=== JOB 1 ===
According to the court opinion, how many days of segregation was Henderson given as discipline?

=== SOURCE TEXT ===

──────────

This opinion will be unpublished and

may not be cited except as provided by

Minn. Stat. § 480A.08, subd. 3 (2006).





Michael P. Henderson,


Joan Fabian, Commissioner of Corrections,

Filed November 27, 2007


Stoneburner, Judge

Minge, Judge, concurring specially


Rice County District Court

File No. 66-CV-06-945


Michael P. Henderson, OID No. 118137, MCF-Stillwater, 970 Pickett Street North, Bayport, MN 55003 (pro se appellant)

Lori Swanson, Minnesota Attorney General, Kelly S. Kemp, Assistant Attorney General, 445 Minnesota Street, Suite 1100, St. Paul, MN 5510 (respondent)


            Considered and decided by Halbrooks Presiding Judge; Stoneburner, Judge; and Minge, Judge.

U N P U B L I S H E D  O P I N I O N



On appeal from an order denying his petition for writ of habeas corpus, appellant argues that his right of access to the courts has been infringed by a prison policy limiting storage space for inmates’ personal property.  Appellant also argues that the district court erred in failing to rule on all the issues raised in his petition, and in dismissing a “motion  to join” filed by another inmate.  Because the district court did not err or abuse its discretion, we affirm.



Appellant Michael P. Henderson was an inmate at MCF-Faribault when prison staff discovered contraband during a search of his room.  Officers found and seized approximately 17 pages of pornography, a computer disk, and legal mail belonging to several other inmates.  Henderson was charged with unauthorized possession of other offenders’ property and possession of contraband in violation of prison rules.[1] Henderson did not contest the charges and waived his right to a hearing.  He was disciplined with 45 days of segregation.

Henderson subsequently petitioned for a writ of habeas corpus alleging that
(1) Department of Corrections (DOC) officers improperly ordered him to remove the excess personal property from his cell, (2) the search of his cell and seizure of property violated his Fourth Amendment rights, (3) the prison’s policy prohibiting possession of pornography violates his First Amendment rights, and (4) he was subjected to unfair treatment by DOC staff.  Henderson moved for an order to compel the DOC to disclose the actual size of the permitted footlockers, contending that the permitted footlockers are smaller than the footlockers at issue in Kristian v. State, 541 N.W.2d 623, 630 (Minn. App. 1996) (finding constitutional a DOC policy limiting the amount of personal property an inmate can possess to an amount that fits in cell footlockers), review denied (Minn. Mar. 19, 1996).

──────────

=== INFORMATION SUPPLIED ===
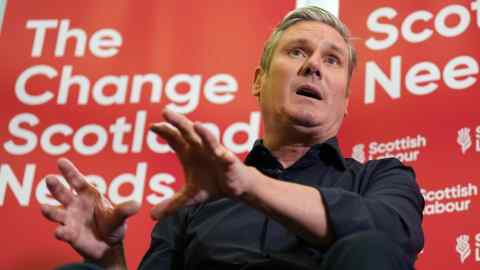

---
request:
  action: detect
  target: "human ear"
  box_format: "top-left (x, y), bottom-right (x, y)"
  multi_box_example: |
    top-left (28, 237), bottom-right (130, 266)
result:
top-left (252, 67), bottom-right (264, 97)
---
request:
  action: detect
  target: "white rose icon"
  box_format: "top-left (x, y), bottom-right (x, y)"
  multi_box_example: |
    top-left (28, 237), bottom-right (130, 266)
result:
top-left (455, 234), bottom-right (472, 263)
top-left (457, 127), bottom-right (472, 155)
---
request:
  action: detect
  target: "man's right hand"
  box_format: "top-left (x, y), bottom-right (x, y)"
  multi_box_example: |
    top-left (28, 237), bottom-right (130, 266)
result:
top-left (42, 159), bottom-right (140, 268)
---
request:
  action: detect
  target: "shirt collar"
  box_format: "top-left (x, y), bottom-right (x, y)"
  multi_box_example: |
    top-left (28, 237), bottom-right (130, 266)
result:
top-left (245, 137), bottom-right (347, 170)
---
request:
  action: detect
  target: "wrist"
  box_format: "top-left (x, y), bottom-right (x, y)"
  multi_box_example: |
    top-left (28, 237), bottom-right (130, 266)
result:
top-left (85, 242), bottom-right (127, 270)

──────────

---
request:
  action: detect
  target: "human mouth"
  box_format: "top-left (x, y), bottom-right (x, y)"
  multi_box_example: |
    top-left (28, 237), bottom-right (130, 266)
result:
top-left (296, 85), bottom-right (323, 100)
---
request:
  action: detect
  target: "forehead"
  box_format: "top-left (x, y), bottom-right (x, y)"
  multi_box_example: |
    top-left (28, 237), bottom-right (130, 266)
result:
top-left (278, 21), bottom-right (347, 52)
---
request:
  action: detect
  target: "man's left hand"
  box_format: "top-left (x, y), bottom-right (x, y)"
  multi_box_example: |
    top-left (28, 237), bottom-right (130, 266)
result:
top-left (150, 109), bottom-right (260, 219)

──────────

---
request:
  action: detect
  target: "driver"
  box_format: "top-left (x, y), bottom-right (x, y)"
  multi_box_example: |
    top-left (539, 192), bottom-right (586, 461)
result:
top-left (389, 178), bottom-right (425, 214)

──────────

=== JOB 2 ===
Gather every line of the records that contains the string "target", matching case exactly.

=== EXERCISE OUTPUT 1 ===
45 days.

=== EXERCISE OUTPUT 2 ===
  target: "human ear"
  target: "white rose icon"
  target: "man's right hand"
  target: "shirt collar"
  target: "wrist"
  target: "human mouth"
  target: "forehead"
  target: "man's left hand"
  target: "driver"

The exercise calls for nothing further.